--- START Available records ---
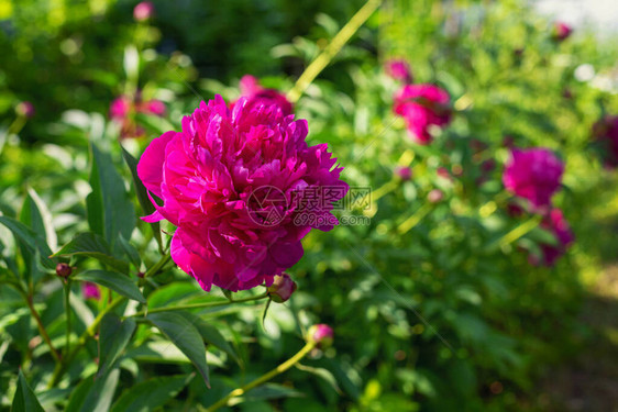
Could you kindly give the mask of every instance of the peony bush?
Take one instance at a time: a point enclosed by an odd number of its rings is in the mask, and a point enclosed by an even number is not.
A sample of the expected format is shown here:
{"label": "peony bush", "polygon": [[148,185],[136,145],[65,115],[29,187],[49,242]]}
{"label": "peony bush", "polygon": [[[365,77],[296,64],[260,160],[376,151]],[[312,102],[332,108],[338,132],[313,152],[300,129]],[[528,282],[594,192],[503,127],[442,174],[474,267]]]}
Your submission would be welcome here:
{"label": "peony bush", "polygon": [[616,259],[615,46],[314,4],[0,8],[0,410],[553,405]]}

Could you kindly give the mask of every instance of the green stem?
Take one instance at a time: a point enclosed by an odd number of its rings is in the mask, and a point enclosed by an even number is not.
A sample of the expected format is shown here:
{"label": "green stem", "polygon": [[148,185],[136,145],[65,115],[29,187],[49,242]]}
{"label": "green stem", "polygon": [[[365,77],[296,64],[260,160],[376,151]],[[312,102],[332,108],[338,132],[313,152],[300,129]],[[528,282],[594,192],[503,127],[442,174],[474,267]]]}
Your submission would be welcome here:
{"label": "green stem", "polygon": [[368,0],[356,14],[335,34],[329,45],[320,53],[318,57],[305,69],[302,75],[288,92],[287,98],[293,103],[298,101],[300,96],[307,90],[311,81],[318,77],[320,71],[324,69],[332,58],[341,51],[347,41],[358,31],[358,29],[369,19],[369,16],[382,4],[382,0]]}
{"label": "green stem", "polygon": [[64,356],[66,357],[70,349],[70,279],[66,280],[65,289],[65,311],[66,311],[66,344]]}
{"label": "green stem", "polygon": [[515,241],[519,240],[521,236],[526,235],[528,232],[532,231],[534,227],[541,223],[541,216],[533,216],[532,219],[521,223],[519,226],[515,227],[512,231],[504,235],[498,241],[498,246],[505,247],[510,245]]}
{"label": "green stem", "polygon": [[144,274],[144,279],[157,275],[170,259],[172,255],[169,255],[169,253],[163,255],[161,259],[158,259],[158,261],[154,264],[153,267],[146,270],[146,272]]}
{"label": "green stem", "polygon": [[385,194],[390,193],[393,190],[397,189],[399,187],[399,179],[393,179],[386,183],[384,183],[384,186],[382,186],[380,188],[378,188],[377,190],[375,190],[372,193],[372,203],[377,202],[377,200],[379,198],[382,198]]}
{"label": "green stem", "polygon": [[68,367],[68,365],[73,361],[75,356],[77,356],[77,354],[79,353],[79,349],[81,349],[81,347],[84,345],[86,345],[86,342],[88,342],[89,337],[95,336],[95,332],[97,331],[97,327],[99,327],[99,324],[101,323],[103,316],[106,314],[108,314],[109,312],[111,312],[113,309],[115,309],[126,298],[124,298],[124,297],[118,297],[110,304],[108,304],[106,307],[106,309],[103,309],[101,312],[99,312],[97,318],[95,318],[95,321],[81,334],[81,336],[77,341],[77,344],[75,345],[73,350],[66,357],[63,358],[63,361],[59,365],[56,365],[56,368],[54,369],[54,374],[52,375],[52,379],[49,380],[49,385],[47,385],[48,389],[54,388],[58,383],[58,381],[63,377],[64,372],[66,371],[66,368]]}
{"label": "green stem", "polygon": [[137,313],[134,313],[128,318],[137,318],[137,316],[144,316],[148,313],[158,313],[158,312],[170,312],[170,311],[183,311],[186,309],[203,309],[203,308],[217,308],[217,307],[224,307],[228,304],[232,304],[232,303],[242,303],[242,302],[251,302],[254,300],[261,300],[264,298],[268,297],[268,292],[258,294],[256,297],[249,297],[249,298],[244,298],[244,299],[238,299],[234,301],[221,301],[221,302],[205,302],[205,303],[190,303],[190,304],[180,304],[177,307],[166,307],[166,308],[155,308],[155,309],[151,309],[151,310],[145,310],[145,311],[141,311]]}
{"label": "green stem", "polygon": [[227,407],[228,403],[230,402],[230,400],[232,400],[233,398],[242,397],[244,393],[249,392],[253,388],[258,387],[260,385],[265,383],[268,380],[273,379],[277,375],[280,375],[280,374],[285,372],[286,370],[291,368],[294,365],[296,365],[298,361],[300,361],[300,359],[302,359],[305,357],[305,355],[307,355],[309,352],[311,352],[314,347],[316,347],[316,342],[308,342],[291,358],[284,361],[282,365],[277,366],[275,369],[271,370],[269,372],[266,372],[266,374],[262,375],[260,378],[257,378],[257,379],[251,381],[250,383],[245,385],[244,387],[234,389],[233,391],[228,393],[228,396],[225,398],[220,399],[218,402],[212,404],[206,411],[207,412],[213,412],[213,411],[217,411],[219,408]]}
{"label": "green stem", "polygon": [[52,356],[54,357],[54,359],[56,359],[57,363],[60,361],[60,354],[58,353],[58,350],[56,350],[56,348],[54,347],[54,345],[52,345],[52,339],[49,338],[49,335],[47,334],[47,331],[45,330],[45,326],[43,325],[43,321],[41,320],[41,316],[38,315],[38,312],[36,312],[36,309],[34,309],[34,304],[32,303],[32,296],[26,294],[23,289],[20,288],[20,292],[23,294],[25,302],[27,304],[27,308],[30,309],[30,313],[32,313],[32,318],[34,318],[34,321],[36,322],[36,325],[38,326],[38,333],[41,334],[41,336],[43,337],[43,341],[45,341],[45,343],[47,344],[47,346],[49,346],[49,352],[52,353]]}
{"label": "green stem", "polygon": [[408,233],[412,227],[420,223],[420,221],[431,211],[431,203],[424,203],[417,210],[410,218],[406,219],[397,227],[400,235]]}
--- END Available records ---
## Job
Pick out each line above that contains the string "bush", and copy every such line in full.

## Answer to the exercise
Could you kindly give the mask of every instance of the peony bush?
{"label": "peony bush", "polygon": [[148,185],[136,145],[65,115],[29,187],[49,242]]}
{"label": "peony bush", "polygon": [[[365,77],[296,64],[260,160],[376,151]],[[312,102],[332,108],[338,132],[313,152],[300,129]],[[528,282],[594,192],[503,127],[442,174],[474,267]]]}
{"label": "peony bush", "polygon": [[616,259],[615,46],[314,4],[0,8],[0,410],[553,405]]}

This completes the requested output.